---- Extrait retenu

Résultat bien surprenant qu'a relayé, courant avril, la revue britannique «Nature»: en comparant la flore intestinale - ou «microbiote» - de quelques centaines de personnes entre Europe, Etats-Unis et Japon, des chercheurs n'ont recensé que trois grands types de flores, trois «entérotypes» baptisés «Bacteroides», «Prevotella» et «Ruminococcus» selon la bactérie qui y domine. Simplicité d'autant plus troublante qu'en l'état des données, l'entérotype hébergé est indépendant de l'âge, du sexe, de l'origine ethnique, du régime alimentaire ou de l'état de santé de l'hôte!

Applications, déjà?

Beau mystère donc, mais déjà le consortium européen à qui l'on doit cette observation s'emballe sur les applications! En se prévalant certes de précédents. Ainsi le professeur Stanislav Dusko Ehrlich, spécialiste en génétique microbienne à l'Institut national de recherche agronomique, Jouy-en-Josas, France, rappelle-t-il que «la présence ou non d'une demi-douzaine d'espèces bactériennes permet d'assurer à 80-85% que le prélèvement provient d'une personne obèse». Et le docteur Peer Bork, du Laboratoire de biologie moléculaire d'Heidelberg, se targue, lui, d'évaluer de même l'âge d'un sujet: «Inutile! Mais ça suggère d'autres corrélations, en particulier entre des maladies et la présence ou le défaut de certains microbes dans la flore digestive.» De tels soupçons sont déjà largement fouillés dans le cas de l'obésité: le genre Bacteroides est ainsi efficient à briser les sucres, et certains Ruminococcus aident nos cellules à les absorber.

Pour sa part, Prevotella dégrade des mucus de l'intestin, une cause possible de douleurs chroniques. Chaque entérotypes influe par ailleurs sur le taux de certaines vitamines: C, B2 et B5 pour Bacteroides, B1 et acide folique pour Prevotella.

--------

**Exercices**
- 1) Quels sont les entérotypes nommés dans l'extrait sur la flore intestinale ?
- 2) Dans l'extrait sur la flore intestinale, reproduisez fidèlement le passage qui commence par les mots « Pour sa part, Prevotella » et s'achève sur « folique pour Prevotella. ».

---- Données fournies

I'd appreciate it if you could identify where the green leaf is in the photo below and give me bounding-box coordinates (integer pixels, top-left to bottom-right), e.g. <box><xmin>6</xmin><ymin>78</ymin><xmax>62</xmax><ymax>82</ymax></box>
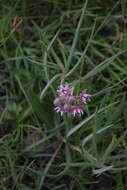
<box><xmin>28</xmin><ymin>90</ymin><xmax>54</xmax><ymax>128</ymax></box>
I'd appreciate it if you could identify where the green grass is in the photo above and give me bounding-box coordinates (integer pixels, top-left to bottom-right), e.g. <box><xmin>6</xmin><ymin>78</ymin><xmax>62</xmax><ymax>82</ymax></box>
<box><xmin>0</xmin><ymin>0</ymin><xmax>127</xmax><ymax>190</ymax></box>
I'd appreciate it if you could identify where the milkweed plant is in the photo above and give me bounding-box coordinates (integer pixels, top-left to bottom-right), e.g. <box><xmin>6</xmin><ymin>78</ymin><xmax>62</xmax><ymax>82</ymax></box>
<box><xmin>53</xmin><ymin>84</ymin><xmax>91</xmax><ymax>116</ymax></box>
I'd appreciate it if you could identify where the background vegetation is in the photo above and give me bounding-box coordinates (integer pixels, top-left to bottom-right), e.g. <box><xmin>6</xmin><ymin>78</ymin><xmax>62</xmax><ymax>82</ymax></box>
<box><xmin>0</xmin><ymin>0</ymin><xmax>127</xmax><ymax>190</ymax></box>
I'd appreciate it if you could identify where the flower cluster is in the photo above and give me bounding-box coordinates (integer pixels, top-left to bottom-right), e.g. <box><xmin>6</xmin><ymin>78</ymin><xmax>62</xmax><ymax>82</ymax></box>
<box><xmin>53</xmin><ymin>85</ymin><xmax>91</xmax><ymax>116</ymax></box>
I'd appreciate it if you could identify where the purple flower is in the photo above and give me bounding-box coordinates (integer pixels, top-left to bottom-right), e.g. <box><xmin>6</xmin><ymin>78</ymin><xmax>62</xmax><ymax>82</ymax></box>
<box><xmin>57</xmin><ymin>85</ymin><xmax>72</xmax><ymax>96</ymax></box>
<box><xmin>54</xmin><ymin>106</ymin><xmax>65</xmax><ymax>116</ymax></box>
<box><xmin>80</xmin><ymin>92</ymin><xmax>91</xmax><ymax>104</ymax></box>
<box><xmin>71</xmin><ymin>106</ymin><xmax>83</xmax><ymax>116</ymax></box>
<box><xmin>53</xmin><ymin>85</ymin><xmax>91</xmax><ymax>116</ymax></box>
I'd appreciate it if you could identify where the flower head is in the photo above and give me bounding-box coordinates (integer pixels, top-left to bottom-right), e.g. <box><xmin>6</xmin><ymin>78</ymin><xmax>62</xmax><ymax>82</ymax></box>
<box><xmin>54</xmin><ymin>106</ymin><xmax>65</xmax><ymax>116</ymax></box>
<box><xmin>71</xmin><ymin>106</ymin><xmax>83</xmax><ymax>116</ymax></box>
<box><xmin>80</xmin><ymin>92</ymin><xmax>91</xmax><ymax>104</ymax></box>
<box><xmin>57</xmin><ymin>85</ymin><xmax>72</xmax><ymax>96</ymax></box>
<box><xmin>53</xmin><ymin>85</ymin><xmax>91</xmax><ymax>116</ymax></box>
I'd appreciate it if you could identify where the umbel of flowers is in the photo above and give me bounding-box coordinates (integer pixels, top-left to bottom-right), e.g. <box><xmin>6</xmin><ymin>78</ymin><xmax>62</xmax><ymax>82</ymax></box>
<box><xmin>53</xmin><ymin>85</ymin><xmax>91</xmax><ymax>116</ymax></box>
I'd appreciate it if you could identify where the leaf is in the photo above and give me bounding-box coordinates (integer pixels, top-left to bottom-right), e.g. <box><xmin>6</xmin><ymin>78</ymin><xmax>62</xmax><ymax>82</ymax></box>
<box><xmin>28</xmin><ymin>90</ymin><xmax>54</xmax><ymax>128</ymax></box>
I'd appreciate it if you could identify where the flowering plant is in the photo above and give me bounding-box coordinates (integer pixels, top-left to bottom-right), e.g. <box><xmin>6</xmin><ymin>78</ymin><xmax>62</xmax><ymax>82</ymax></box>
<box><xmin>53</xmin><ymin>85</ymin><xmax>91</xmax><ymax>116</ymax></box>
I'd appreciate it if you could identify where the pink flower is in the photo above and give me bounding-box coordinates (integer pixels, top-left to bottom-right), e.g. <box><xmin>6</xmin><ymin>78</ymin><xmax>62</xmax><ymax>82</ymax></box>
<box><xmin>54</xmin><ymin>106</ymin><xmax>65</xmax><ymax>116</ymax></box>
<box><xmin>57</xmin><ymin>85</ymin><xmax>72</xmax><ymax>96</ymax></box>
<box><xmin>71</xmin><ymin>106</ymin><xmax>83</xmax><ymax>116</ymax></box>
<box><xmin>80</xmin><ymin>92</ymin><xmax>91</xmax><ymax>104</ymax></box>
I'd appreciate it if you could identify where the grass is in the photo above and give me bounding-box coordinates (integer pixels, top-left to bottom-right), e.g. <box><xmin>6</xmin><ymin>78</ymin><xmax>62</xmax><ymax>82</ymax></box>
<box><xmin>0</xmin><ymin>0</ymin><xmax>127</xmax><ymax>190</ymax></box>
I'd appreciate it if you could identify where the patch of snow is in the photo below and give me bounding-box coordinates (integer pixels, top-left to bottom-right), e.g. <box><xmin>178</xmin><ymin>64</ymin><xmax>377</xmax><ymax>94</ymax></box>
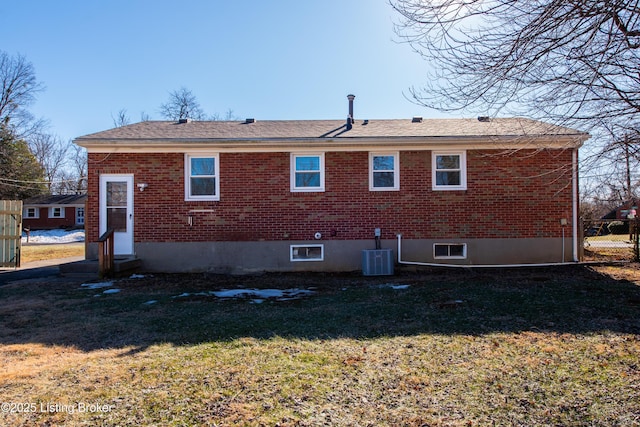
<box><xmin>172</xmin><ymin>288</ymin><xmax>315</xmax><ymax>304</ymax></box>
<box><xmin>375</xmin><ymin>283</ymin><xmax>411</xmax><ymax>290</ymax></box>
<box><xmin>80</xmin><ymin>282</ymin><xmax>113</xmax><ymax>289</ymax></box>
<box><xmin>22</xmin><ymin>229</ymin><xmax>84</xmax><ymax>243</ymax></box>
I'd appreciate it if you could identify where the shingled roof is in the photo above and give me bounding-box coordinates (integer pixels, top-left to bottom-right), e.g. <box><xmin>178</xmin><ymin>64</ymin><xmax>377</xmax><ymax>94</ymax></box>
<box><xmin>74</xmin><ymin>118</ymin><xmax>589</xmax><ymax>151</ymax></box>
<box><xmin>22</xmin><ymin>194</ymin><xmax>87</xmax><ymax>206</ymax></box>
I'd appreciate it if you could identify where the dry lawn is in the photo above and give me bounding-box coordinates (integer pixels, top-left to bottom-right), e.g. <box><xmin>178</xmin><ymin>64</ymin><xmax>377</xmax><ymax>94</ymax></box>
<box><xmin>0</xmin><ymin>264</ymin><xmax>640</xmax><ymax>426</ymax></box>
<box><xmin>20</xmin><ymin>242</ymin><xmax>84</xmax><ymax>265</ymax></box>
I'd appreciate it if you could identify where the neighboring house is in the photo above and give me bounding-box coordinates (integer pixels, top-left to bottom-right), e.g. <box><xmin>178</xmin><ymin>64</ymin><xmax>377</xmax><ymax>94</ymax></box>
<box><xmin>602</xmin><ymin>200</ymin><xmax>638</xmax><ymax>219</ymax></box>
<box><xmin>22</xmin><ymin>194</ymin><xmax>87</xmax><ymax>230</ymax></box>
<box><xmin>75</xmin><ymin>98</ymin><xmax>589</xmax><ymax>272</ymax></box>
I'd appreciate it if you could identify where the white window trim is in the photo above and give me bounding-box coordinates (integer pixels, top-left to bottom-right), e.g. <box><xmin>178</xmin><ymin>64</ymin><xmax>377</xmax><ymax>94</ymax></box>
<box><xmin>289</xmin><ymin>153</ymin><xmax>324</xmax><ymax>193</ymax></box>
<box><xmin>433</xmin><ymin>242</ymin><xmax>467</xmax><ymax>259</ymax></box>
<box><xmin>289</xmin><ymin>244</ymin><xmax>324</xmax><ymax>262</ymax></box>
<box><xmin>431</xmin><ymin>150</ymin><xmax>467</xmax><ymax>191</ymax></box>
<box><xmin>24</xmin><ymin>206</ymin><xmax>40</xmax><ymax>219</ymax></box>
<box><xmin>76</xmin><ymin>207</ymin><xmax>84</xmax><ymax>225</ymax></box>
<box><xmin>184</xmin><ymin>153</ymin><xmax>220</xmax><ymax>201</ymax></box>
<box><xmin>49</xmin><ymin>206</ymin><xmax>66</xmax><ymax>219</ymax></box>
<box><xmin>369</xmin><ymin>151</ymin><xmax>400</xmax><ymax>191</ymax></box>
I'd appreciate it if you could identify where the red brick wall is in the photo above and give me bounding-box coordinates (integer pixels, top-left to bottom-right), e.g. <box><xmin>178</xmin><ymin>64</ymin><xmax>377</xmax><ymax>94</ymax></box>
<box><xmin>86</xmin><ymin>150</ymin><xmax>572</xmax><ymax>242</ymax></box>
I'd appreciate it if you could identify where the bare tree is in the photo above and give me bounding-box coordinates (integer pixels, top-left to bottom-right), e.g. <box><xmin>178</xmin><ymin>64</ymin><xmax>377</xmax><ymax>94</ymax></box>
<box><xmin>111</xmin><ymin>108</ymin><xmax>131</xmax><ymax>128</ymax></box>
<box><xmin>0</xmin><ymin>51</ymin><xmax>44</xmax><ymax>138</ymax></box>
<box><xmin>58</xmin><ymin>144</ymin><xmax>87</xmax><ymax>194</ymax></box>
<box><xmin>28</xmin><ymin>133</ymin><xmax>71</xmax><ymax>193</ymax></box>
<box><xmin>160</xmin><ymin>86</ymin><xmax>206</xmax><ymax>120</ymax></box>
<box><xmin>390</xmin><ymin>0</ymin><xmax>640</xmax><ymax>127</ymax></box>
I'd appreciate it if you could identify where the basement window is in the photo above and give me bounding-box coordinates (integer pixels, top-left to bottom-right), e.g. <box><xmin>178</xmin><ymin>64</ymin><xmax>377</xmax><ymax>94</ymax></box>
<box><xmin>433</xmin><ymin>243</ymin><xmax>467</xmax><ymax>259</ymax></box>
<box><xmin>289</xmin><ymin>245</ymin><xmax>324</xmax><ymax>262</ymax></box>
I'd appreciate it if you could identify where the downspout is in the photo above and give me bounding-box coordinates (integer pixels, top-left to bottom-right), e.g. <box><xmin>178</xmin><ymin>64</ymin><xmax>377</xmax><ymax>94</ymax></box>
<box><xmin>571</xmin><ymin>148</ymin><xmax>580</xmax><ymax>262</ymax></box>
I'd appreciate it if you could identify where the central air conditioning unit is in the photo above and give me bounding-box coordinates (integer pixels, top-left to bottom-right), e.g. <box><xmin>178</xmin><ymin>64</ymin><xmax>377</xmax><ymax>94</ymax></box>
<box><xmin>362</xmin><ymin>249</ymin><xmax>393</xmax><ymax>276</ymax></box>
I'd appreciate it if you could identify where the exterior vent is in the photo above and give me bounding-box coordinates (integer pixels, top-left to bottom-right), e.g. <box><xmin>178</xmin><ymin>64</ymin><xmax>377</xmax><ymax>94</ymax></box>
<box><xmin>362</xmin><ymin>249</ymin><xmax>393</xmax><ymax>276</ymax></box>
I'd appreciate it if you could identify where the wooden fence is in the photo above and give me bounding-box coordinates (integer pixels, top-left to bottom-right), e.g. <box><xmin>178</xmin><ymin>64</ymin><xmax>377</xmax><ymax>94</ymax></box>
<box><xmin>0</xmin><ymin>200</ymin><xmax>22</xmax><ymax>267</ymax></box>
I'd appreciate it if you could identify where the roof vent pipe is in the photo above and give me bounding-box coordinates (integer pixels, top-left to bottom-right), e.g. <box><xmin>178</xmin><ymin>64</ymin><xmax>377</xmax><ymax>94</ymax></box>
<box><xmin>347</xmin><ymin>95</ymin><xmax>356</xmax><ymax>130</ymax></box>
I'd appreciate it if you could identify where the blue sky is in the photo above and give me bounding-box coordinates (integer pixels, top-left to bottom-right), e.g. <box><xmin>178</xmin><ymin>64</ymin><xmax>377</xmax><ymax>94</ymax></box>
<box><xmin>0</xmin><ymin>0</ymin><xmax>452</xmax><ymax>144</ymax></box>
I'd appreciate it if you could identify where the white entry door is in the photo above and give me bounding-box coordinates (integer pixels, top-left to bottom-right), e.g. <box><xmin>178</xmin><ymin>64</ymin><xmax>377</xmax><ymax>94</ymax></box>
<box><xmin>100</xmin><ymin>175</ymin><xmax>133</xmax><ymax>255</ymax></box>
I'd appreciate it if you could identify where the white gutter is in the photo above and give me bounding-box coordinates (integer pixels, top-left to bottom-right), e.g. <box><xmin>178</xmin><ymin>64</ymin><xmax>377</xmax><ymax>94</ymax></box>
<box><xmin>396</xmin><ymin>234</ymin><xmax>576</xmax><ymax>268</ymax></box>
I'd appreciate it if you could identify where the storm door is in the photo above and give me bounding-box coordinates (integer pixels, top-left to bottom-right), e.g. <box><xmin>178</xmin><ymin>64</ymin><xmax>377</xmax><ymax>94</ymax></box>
<box><xmin>100</xmin><ymin>175</ymin><xmax>133</xmax><ymax>255</ymax></box>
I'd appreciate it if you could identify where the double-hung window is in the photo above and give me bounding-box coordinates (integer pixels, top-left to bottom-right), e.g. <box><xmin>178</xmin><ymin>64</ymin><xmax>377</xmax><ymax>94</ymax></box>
<box><xmin>49</xmin><ymin>207</ymin><xmax>64</xmax><ymax>218</ymax></box>
<box><xmin>431</xmin><ymin>151</ymin><xmax>467</xmax><ymax>190</ymax></box>
<box><xmin>185</xmin><ymin>154</ymin><xmax>220</xmax><ymax>200</ymax></box>
<box><xmin>369</xmin><ymin>153</ymin><xmax>400</xmax><ymax>191</ymax></box>
<box><xmin>291</xmin><ymin>153</ymin><xmax>324</xmax><ymax>191</ymax></box>
<box><xmin>24</xmin><ymin>208</ymin><xmax>40</xmax><ymax>218</ymax></box>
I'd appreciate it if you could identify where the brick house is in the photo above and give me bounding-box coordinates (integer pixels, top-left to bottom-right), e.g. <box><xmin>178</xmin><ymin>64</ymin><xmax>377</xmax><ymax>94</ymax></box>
<box><xmin>75</xmin><ymin>98</ymin><xmax>588</xmax><ymax>272</ymax></box>
<box><xmin>22</xmin><ymin>194</ymin><xmax>87</xmax><ymax>230</ymax></box>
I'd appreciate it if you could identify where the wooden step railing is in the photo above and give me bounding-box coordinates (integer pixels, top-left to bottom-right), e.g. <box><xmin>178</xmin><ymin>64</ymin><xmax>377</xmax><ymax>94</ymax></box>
<box><xmin>98</xmin><ymin>228</ymin><xmax>114</xmax><ymax>277</ymax></box>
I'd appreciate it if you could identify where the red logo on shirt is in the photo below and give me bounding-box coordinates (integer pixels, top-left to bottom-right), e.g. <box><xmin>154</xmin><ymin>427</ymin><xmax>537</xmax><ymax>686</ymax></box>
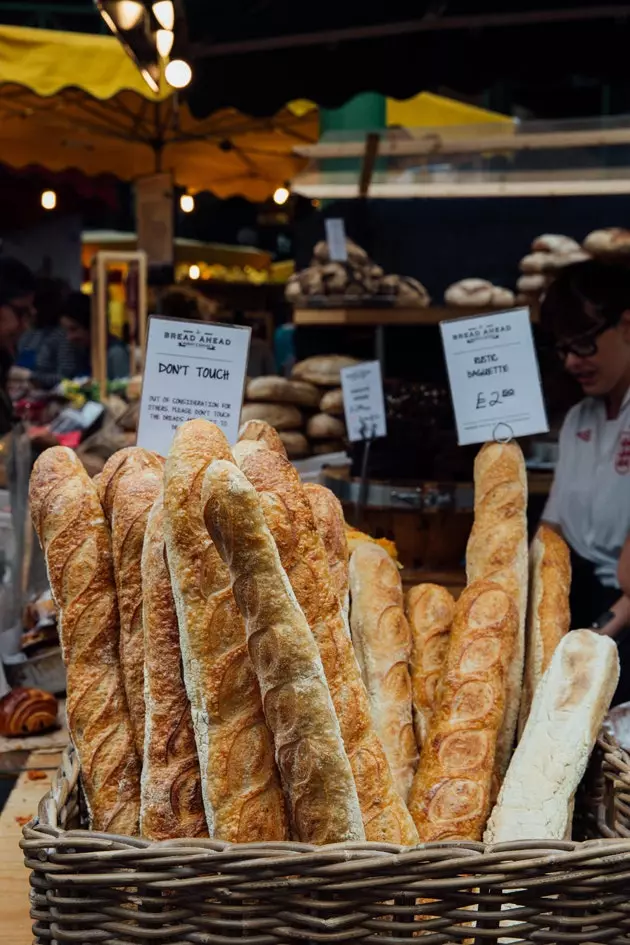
<box><xmin>615</xmin><ymin>432</ymin><xmax>630</xmax><ymax>476</ymax></box>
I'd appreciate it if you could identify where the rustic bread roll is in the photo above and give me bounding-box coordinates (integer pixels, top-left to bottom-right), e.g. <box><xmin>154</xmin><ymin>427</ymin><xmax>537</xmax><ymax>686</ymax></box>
<box><xmin>291</xmin><ymin>354</ymin><xmax>359</xmax><ymax>387</ymax></box>
<box><xmin>98</xmin><ymin>446</ymin><xmax>164</xmax><ymax>758</ymax></box>
<box><xmin>140</xmin><ymin>495</ymin><xmax>208</xmax><ymax>840</ymax></box>
<box><xmin>202</xmin><ymin>452</ymin><xmax>365</xmax><ymax>843</ymax></box>
<box><xmin>409</xmin><ymin>581</ymin><xmax>518</xmax><ymax>842</ymax></box>
<box><xmin>406</xmin><ymin>584</ymin><xmax>455</xmax><ymax>748</ymax></box>
<box><xmin>350</xmin><ymin>542</ymin><xmax>418</xmax><ymax>801</ymax></box>
<box><xmin>306</xmin><ymin>413</ymin><xmax>346</xmax><ymax>440</ymax></box>
<box><xmin>164</xmin><ymin>420</ymin><xmax>288</xmax><ymax>843</ymax></box>
<box><xmin>519</xmin><ymin>525</ymin><xmax>571</xmax><ymax>733</ymax></box>
<box><xmin>245</xmin><ymin>375</ymin><xmax>321</xmax><ymax>407</ymax></box>
<box><xmin>29</xmin><ymin>446</ymin><xmax>140</xmax><ymax>836</ymax></box>
<box><xmin>241</xmin><ymin>403</ymin><xmax>304</xmax><ymax>430</ymax></box>
<box><xmin>319</xmin><ymin>387</ymin><xmax>344</xmax><ymax>417</ymax></box>
<box><xmin>466</xmin><ymin>443</ymin><xmax>528</xmax><ymax>782</ymax></box>
<box><xmin>484</xmin><ymin>630</ymin><xmax>619</xmax><ymax>843</ymax></box>
<box><xmin>241</xmin><ymin>450</ymin><xmax>417</xmax><ymax>843</ymax></box>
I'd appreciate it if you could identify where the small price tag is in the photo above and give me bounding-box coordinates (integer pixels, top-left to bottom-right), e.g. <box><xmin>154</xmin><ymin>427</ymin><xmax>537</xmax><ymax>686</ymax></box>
<box><xmin>440</xmin><ymin>308</ymin><xmax>549</xmax><ymax>446</ymax></box>
<box><xmin>325</xmin><ymin>218</ymin><xmax>348</xmax><ymax>262</ymax></box>
<box><xmin>138</xmin><ymin>315</ymin><xmax>251</xmax><ymax>456</ymax></box>
<box><xmin>341</xmin><ymin>361</ymin><xmax>387</xmax><ymax>443</ymax></box>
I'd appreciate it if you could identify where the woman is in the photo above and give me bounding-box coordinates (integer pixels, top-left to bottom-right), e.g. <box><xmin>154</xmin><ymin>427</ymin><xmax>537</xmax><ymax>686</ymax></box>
<box><xmin>542</xmin><ymin>260</ymin><xmax>630</xmax><ymax>704</ymax></box>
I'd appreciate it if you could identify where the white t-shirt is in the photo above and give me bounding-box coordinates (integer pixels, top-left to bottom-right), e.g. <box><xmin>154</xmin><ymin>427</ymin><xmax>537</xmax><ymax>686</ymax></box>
<box><xmin>543</xmin><ymin>390</ymin><xmax>630</xmax><ymax>587</ymax></box>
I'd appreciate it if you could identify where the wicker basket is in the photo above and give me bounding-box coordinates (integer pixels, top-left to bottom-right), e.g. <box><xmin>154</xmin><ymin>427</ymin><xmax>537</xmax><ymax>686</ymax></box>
<box><xmin>21</xmin><ymin>736</ymin><xmax>630</xmax><ymax>945</ymax></box>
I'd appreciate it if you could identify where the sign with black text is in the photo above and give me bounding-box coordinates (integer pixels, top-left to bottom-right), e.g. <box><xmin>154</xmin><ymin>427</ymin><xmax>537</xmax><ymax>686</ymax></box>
<box><xmin>138</xmin><ymin>315</ymin><xmax>251</xmax><ymax>456</ymax></box>
<box><xmin>440</xmin><ymin>308</ymin><xmax>549</xmax><ymax>446</ymax></box>
<box><xmin>341</xmin><ymin>361</ymin><xmax>387</xmax><ymax>443</ymax></box>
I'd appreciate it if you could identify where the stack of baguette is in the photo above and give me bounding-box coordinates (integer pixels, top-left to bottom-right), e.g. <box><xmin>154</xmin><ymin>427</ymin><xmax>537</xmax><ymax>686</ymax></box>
<box><xmin>30</xmin><ymin>428</ymin><xmax>619</xmax><ymax>845</ymax></box>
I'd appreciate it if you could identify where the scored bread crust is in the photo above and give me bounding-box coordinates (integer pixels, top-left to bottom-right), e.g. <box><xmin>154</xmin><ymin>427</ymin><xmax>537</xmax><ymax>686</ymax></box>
<box><xmin>202</xmin><ymin>453</ymin><xmax>365</xmax><ymax>844</ymax></box>
<box><xmin>164</xmin><ymin>420</ymin><xmax>288</xmax><ymax>843</ymax></box>
<box><xmin>406</xmin><ymin>584</ymin><xmax>455</xmax><ymax>748</ymax></box>
<box><xmin>29</xmin><ymin>446</ymin><xmax>140</xmax><ymax>836</ymax></box>
<box><xmin>241</xmin><ymin>450</ymin><xmax>417</xmax><ymax>844</ymax></box>
<box><xmin>98</xmin><ymin>446</ymin><xmax>164</xmax><ymax>758</ymax></box>
<box><xmin>466</xmin><ymin>443</ymin><xmax>529</xmax><ymax>785</ymax></box>
<box><xmin>140</xmin><ymin>495</ymin><xmax>208</xmax><ymax>840</ymax></box>
<box><xmin>350</xmin><ymin>541</ymin><xmax>418</xmax><ymax>801</ymax></box>
<box><xmin>409</xmin><ymin>581</ymin><xmax>518</xmax><ymax>842</ymax></box>
<box><xmin>518</xmin><ymin>525</ymin><xmax>571</xmax><ymax>734</ymax></box>
<box><xmin>484</xmin><ymin>630</ymin><xmax>619</xmax><ymax>843</ymax></box>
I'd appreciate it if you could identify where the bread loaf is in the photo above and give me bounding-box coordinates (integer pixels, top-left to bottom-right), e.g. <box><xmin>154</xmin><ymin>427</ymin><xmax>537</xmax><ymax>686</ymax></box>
<box><xmin>409</xmin><ymin>581</ymin><xmax>518</xmax><ymax>842</ymax></box>
<box><xmin>241</xmin><ymin>450</ymin><xmax>416</xmax><ymax>843</ymax></box>
<box><xmin>29</xmin><ymin>446</ymin><xmax>140</xmax><ymax>836</ymax></box>
<box><xmin>406</xmin><ymin>584</ymin><xmax>455</xmax><ymax>748</ymax></box>
<box><xmin>484</xmin><ymin>630</ymin><xmax>619</xmax><ymax>843</ymax></box>
<box><xmin>466</xmin><ymin>443</ymin><xmax>528</xmax><ymax>782</ymax></box>
<box><xmin>241</xmin><ymin>403</ymin><xmax>304</xmax><ymax>430</ymax></box>
<box><xmin>164</xmin><ymin>420</ymin><xmax>288</xmax><ymax>843</ymax></box>
<box><xmin>98</xmin><ymin>446</ymin><xmax>164</xmax><ymax>758</ymax></box>
<box><xmin>519</xmin><ymin>525</ymin><xmax>571</xmax><ymax>733</ymax></box>
<box><xmin>140</xmin><ymin>495</ymin><xmax>208</xmax><ymax>840</ymax></box>
<box><xmin>202</xmin><ymin>452</ymin><xmax>365</xmax><ymax>843</ymax></box>
<box><xmin>350</xmin><ymin>542</ymin><xmax>418</xmax><ymax>801</ymax></box>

--------

**Corrigé**
- 1) Bacteroides, Prevotella, Ruminococcus

- 2)
Pour sa part, Prevotella dégrade des mucus de l'intestin, une cause possible de douleurs chroniques. Chaque entérotypes influe par ailleurs sur le taux de certaines vitamines: C, B2 et B5 pour Bacteroides, B1 et acide folique pour Prevotella.